- Things to do:
1. Reproduce the Tim Wise biography from "Wise is the" to "candidate, David Duke.", inclusive, swapping "Washburn University" for "Emporia State University".
2. List every university named in the Tim Wise biography.
3. Extend the Tim Wise biography, starting after its final sentence.

- Document passage:

──────────

Tim Wise

FROM TIMWISE.COM:
Tim Wise is among the most prominent anti-racist writers and activists in the U.S., and has been called, "One of the most brilliant, articulate and courageous critics of white privilege in the nation," by best-selling author and professor Michael Eric Dyson, of Georgetown University. Wise has spoken in 48 states, and on over 400 college campuses. Wise has provided anti-racism training to teachers nationwide, and has trained physicians and medical industry professionals on how to combat racial inequities in health care. He has also trained corporate, government, entertainment, military and law enforcement officials on methods for dismantling racism in their institutions, and has served as a consultant for plaintiff's attorneys in federal discrimination cases in New York and Washington State.
Wise is the 2008 Oliver L. Brown Distinguished Visiting Scholar for Diversity Issues at Washburn University, in Topeka, Kansas: an honor named for the lead plaintiff in the landmark Brown v. Board of Education decision. From 1999-2003, Wise was an advisor to the Fisk University Race Relations Institute, in Nashville, and in the early '90s was Associate Director of the Louisiana Coalition Against Racism and Nazism: the largest of the many groups organized for the purpose of defeating neo-Nazi political candidate, David Duke.

──────────

- Information given:
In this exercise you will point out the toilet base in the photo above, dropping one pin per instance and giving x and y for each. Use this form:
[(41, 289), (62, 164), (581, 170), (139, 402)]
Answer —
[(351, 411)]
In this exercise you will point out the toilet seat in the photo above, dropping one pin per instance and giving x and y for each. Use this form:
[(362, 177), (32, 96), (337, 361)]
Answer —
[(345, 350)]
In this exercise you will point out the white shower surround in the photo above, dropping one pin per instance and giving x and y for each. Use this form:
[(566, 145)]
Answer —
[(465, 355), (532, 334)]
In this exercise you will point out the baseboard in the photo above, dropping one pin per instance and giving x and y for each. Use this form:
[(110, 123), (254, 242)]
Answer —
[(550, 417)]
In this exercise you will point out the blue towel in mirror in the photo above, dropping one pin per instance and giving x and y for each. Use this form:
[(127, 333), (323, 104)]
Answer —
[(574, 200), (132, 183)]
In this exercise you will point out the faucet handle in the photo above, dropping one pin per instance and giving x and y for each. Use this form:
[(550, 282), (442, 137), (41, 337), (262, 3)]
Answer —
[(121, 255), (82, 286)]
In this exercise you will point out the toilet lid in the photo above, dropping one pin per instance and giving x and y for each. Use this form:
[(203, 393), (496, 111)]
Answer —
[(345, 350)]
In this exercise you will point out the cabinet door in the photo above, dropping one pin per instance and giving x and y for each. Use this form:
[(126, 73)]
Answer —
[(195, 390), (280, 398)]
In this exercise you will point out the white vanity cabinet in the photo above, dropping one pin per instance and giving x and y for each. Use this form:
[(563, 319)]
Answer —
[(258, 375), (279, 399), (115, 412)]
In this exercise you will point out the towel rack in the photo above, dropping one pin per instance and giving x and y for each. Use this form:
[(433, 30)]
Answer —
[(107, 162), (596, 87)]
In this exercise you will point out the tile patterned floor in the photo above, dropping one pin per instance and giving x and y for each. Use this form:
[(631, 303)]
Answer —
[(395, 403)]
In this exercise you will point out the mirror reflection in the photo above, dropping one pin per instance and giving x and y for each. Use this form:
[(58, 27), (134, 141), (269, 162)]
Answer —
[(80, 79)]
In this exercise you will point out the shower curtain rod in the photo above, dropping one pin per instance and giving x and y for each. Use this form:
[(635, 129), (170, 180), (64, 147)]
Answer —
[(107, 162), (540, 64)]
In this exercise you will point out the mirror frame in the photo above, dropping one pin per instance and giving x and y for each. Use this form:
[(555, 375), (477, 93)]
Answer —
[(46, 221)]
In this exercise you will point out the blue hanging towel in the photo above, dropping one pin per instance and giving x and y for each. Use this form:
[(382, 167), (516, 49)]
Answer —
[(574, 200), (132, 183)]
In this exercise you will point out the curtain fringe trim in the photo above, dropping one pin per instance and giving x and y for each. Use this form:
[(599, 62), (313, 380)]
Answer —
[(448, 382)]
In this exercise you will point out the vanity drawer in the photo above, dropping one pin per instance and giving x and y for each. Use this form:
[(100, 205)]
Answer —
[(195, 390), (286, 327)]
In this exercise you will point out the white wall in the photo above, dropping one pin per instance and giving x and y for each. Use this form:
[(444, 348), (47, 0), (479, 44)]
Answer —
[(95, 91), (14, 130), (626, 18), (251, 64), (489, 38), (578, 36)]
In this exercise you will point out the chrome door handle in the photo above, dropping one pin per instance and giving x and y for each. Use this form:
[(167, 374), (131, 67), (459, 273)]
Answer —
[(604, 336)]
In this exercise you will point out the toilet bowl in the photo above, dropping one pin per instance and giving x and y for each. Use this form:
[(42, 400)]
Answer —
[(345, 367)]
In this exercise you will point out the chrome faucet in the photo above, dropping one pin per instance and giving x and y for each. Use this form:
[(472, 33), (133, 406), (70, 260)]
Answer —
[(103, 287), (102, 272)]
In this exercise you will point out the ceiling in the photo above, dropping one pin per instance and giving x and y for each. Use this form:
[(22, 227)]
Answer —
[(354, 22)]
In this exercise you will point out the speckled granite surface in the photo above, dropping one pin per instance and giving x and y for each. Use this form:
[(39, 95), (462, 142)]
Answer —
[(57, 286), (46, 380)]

──────────

- Numbered responses:
1.
Wise is the 2008 Oliver L. Brown Distinguished Visiting Scholar for Diversity Issues at Emporia State University, in Topeka, Kansas: an honor named for the lead plaintiff in the landmark Brown v. Board of Education decision. From 1999-2003, Wise was an advisor to the Fisk University Race Relations Institute, in Nashville, and in the early '90s was Associate Director of the Louisiana Coalition Against Racism and Nazism: the largest of the many groups organized for the purpose of defeating neo-Nazi political candidate, David Duke.

2.
Georgetown University
Washburn University
Fisk University

3.
Wise is the author of White Like Me: Reflections on Race from a Privileged Son, and Affirmative Action: Racial Preference in Black and White, a collection of his essays, Speaking Treason Fluently: Anti-Racist Reflections From an Angry White Male, and his fourth book, Between Barack and a Hard Place: Race and Whiteness in the Age of Obama, was released in Spring, 2009. He has contributed chapters or essays to 20 books, and is one of several persons featured in White Men Challenging Racism: Thirty-Five Personal Stories, from Duke University Press.
Wise has a B.A. in Political Science from Tulane University, where his anti-apartheid work received global attention and the thanks of Nelson Mandela and Archbishop Desmond Tutu. He received training in methods for dismantling racism from the People's Institute for Survival and Beyond, in New Orleans.